WHAT IS NEEDED: Copy the entries below line for line, with no changes. Leave out the pictures.

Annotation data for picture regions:
■ ■ ■
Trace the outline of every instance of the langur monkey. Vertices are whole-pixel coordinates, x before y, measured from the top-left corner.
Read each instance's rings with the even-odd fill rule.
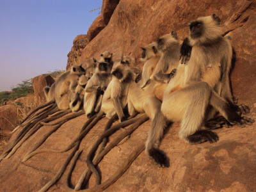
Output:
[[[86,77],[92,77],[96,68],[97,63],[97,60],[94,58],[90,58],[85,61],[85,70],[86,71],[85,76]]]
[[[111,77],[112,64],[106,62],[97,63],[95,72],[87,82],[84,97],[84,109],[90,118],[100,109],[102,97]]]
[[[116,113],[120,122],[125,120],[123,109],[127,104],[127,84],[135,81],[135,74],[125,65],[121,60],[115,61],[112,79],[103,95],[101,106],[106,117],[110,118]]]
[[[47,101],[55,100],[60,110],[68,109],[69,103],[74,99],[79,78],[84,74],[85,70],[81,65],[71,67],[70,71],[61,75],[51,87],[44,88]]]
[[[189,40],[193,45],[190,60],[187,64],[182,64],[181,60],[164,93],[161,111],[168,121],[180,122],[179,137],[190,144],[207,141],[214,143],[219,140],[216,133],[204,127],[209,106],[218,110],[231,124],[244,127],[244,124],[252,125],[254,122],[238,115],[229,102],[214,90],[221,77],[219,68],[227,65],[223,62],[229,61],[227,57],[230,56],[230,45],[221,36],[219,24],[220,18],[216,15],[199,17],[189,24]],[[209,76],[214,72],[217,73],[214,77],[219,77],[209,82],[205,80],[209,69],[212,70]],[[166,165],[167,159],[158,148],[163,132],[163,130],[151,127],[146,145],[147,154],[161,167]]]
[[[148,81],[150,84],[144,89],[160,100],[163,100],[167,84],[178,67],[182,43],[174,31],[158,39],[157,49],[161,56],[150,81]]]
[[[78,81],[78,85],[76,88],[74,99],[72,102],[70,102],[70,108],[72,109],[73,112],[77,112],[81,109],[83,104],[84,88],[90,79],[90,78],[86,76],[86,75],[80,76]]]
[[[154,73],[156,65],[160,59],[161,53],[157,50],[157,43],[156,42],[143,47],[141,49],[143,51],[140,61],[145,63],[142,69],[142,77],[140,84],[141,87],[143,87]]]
■ ■ ■
RESPONSE:
Trace the outline of every instance of the langur monkey. Vertices are whole-pixel coordinates, x before y, measured from the top-left corner.
Read each instance's rings with the even-odd fill rule.
Output:
[[[86,77],[92,77],[96,68],[97,63],[97,60],[94,58],[90,58],[85,61],[85,70],[86,71],[85,76]]]
[[[111,77],[112,64],[106,62],[97,63],[95,72],[87,82],[84,97],[84,109],[90,118],[100,109],[102,97]]]
[[[116,113],[120,122],[125,120],[123,109],[127,104],[127,84],[135,81],[135,74],[125,65],[121,60],[115,61],[112,79],[103,95],[101,106],[106,117],[110,118]]]
[[[47,101],[55,100],[60,110],[68,109],[69,103],[74,99],[79,78],[84,74],[85,70],[81,65],[71,67],[70,71],[61,75],[51,87],[44,88]]]
[[[189,40],[193,45],[190,60],[187,64],[182,64],[181,60],[164,93],[161,111],[168,121],[180,122],[179,137],[190,144],[207,141],[214,143],[219,140],[216,133],[204,127],[209,106],[218,110],[231,124],[244,127],[244,124],[252,125],[254,122],[238,115],[229,102],[214,90],[221,77],[219,68],[227,65],[223,62],[229,61],[227,57],[230,56],[230,45],[221,36],[219,24],[220,18],[216,15],[199,17],[189,24]],[[209,76],[214,72],[217,73],[214,77],[219,77],[209,82],[205,80],[209,69],[212,70]],[[166,165],[167,159],[158,148],[163,132],[163,130],[151,127],[146,145],[147,154],[161,167]]]
[[[148,81],[150,84],[144,89],[160,100],[163,100],[167,84],[178,67],[182,43],[174,31],[158,39],[157,49],[161,56],[150,81]]]
[[[78,81],[78,85],[76,88],[74,99],[72,102],[70,102],[70,108],[72,109],[73,112],[77,112],[81,109],[83,104],[84,88],[90,79],[90,78],[86,76],[86,75],[80,76]]]
[[[154,73],[156,65],[160,59],[161,53],[157,50],[157,43],[156,42],[143,47],[141,49],[143,51],[140,61],[145,63],[142,69],[142,77],[140,84],[141,87],[143,87]]]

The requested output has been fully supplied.